=== Challenge ===
Find each line in the records that contains the string "maple" and copy those lines in full. Matching is case-sensitive.

******

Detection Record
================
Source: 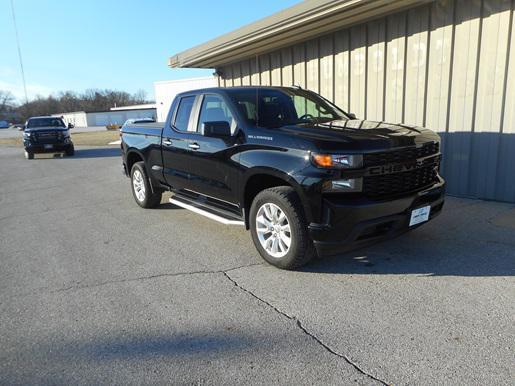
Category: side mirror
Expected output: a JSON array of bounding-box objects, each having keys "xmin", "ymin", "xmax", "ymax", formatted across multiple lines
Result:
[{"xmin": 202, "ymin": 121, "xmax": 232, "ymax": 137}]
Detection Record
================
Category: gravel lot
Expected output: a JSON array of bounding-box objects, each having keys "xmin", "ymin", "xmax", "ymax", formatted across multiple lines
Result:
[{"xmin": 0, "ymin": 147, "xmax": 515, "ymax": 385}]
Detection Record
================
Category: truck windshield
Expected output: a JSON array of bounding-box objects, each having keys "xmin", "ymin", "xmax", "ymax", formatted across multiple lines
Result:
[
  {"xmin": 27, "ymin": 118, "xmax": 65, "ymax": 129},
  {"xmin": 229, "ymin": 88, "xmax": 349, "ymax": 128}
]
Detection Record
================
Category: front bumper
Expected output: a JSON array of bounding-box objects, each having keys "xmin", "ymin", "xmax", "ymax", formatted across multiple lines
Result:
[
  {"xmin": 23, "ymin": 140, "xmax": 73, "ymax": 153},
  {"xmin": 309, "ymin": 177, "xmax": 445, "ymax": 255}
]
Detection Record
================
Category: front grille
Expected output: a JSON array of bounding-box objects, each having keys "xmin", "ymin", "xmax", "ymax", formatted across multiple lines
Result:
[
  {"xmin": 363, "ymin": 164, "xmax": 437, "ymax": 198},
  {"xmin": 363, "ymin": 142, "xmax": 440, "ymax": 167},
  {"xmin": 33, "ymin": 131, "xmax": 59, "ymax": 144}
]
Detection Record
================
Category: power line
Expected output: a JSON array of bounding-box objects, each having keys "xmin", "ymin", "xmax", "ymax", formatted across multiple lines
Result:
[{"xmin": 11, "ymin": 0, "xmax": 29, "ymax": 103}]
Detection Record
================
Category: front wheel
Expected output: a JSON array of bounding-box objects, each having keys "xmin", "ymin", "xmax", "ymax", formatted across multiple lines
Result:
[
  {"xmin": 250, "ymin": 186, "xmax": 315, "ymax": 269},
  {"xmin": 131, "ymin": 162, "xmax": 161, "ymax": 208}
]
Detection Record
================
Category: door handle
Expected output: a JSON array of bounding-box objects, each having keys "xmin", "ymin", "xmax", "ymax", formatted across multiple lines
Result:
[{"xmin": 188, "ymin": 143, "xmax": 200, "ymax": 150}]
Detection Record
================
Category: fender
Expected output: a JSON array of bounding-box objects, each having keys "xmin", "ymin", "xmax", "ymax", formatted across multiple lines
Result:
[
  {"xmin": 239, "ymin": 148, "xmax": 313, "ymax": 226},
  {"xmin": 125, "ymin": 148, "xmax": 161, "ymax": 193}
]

******

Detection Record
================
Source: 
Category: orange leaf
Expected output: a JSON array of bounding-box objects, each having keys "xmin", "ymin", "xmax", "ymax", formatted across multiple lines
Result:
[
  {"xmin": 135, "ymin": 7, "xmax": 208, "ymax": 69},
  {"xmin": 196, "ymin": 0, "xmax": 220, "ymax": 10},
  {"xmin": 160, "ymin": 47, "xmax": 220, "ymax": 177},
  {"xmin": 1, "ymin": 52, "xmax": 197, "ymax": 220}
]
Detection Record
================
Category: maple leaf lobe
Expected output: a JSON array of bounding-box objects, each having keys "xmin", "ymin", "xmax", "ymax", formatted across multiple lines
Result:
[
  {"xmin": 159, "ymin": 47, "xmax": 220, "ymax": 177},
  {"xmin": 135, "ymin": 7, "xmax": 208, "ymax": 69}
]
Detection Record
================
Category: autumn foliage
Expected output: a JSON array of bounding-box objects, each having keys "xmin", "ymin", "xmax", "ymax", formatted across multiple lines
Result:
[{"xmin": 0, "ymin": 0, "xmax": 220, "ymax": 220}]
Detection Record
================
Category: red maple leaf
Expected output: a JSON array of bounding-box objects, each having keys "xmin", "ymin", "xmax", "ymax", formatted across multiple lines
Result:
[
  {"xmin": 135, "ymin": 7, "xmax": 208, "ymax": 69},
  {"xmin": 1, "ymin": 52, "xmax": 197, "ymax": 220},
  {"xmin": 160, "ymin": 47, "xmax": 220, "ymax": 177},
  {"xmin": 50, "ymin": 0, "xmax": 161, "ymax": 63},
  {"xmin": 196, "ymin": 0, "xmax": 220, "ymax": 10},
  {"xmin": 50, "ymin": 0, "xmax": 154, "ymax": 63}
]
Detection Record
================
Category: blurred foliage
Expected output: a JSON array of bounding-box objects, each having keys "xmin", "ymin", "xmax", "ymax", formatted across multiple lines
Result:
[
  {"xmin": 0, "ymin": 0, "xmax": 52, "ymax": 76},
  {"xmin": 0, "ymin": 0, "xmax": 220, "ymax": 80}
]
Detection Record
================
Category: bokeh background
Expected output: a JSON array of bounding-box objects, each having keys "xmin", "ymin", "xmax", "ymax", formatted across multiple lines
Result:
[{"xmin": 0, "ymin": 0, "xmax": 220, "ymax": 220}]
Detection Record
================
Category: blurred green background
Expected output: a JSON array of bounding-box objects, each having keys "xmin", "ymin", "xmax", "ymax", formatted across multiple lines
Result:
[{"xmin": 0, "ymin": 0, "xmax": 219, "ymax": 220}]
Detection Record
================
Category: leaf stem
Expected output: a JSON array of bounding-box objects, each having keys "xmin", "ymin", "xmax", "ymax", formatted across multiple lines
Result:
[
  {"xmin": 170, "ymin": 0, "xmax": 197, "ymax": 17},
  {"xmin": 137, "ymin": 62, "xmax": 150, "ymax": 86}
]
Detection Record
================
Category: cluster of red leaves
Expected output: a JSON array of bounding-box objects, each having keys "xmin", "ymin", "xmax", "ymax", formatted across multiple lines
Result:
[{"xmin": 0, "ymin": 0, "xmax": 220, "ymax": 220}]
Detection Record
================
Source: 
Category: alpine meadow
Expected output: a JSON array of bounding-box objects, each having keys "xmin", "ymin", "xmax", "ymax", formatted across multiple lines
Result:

******

=== Expected answer ===
Category: maple leaf lobe
Category: red maple leaf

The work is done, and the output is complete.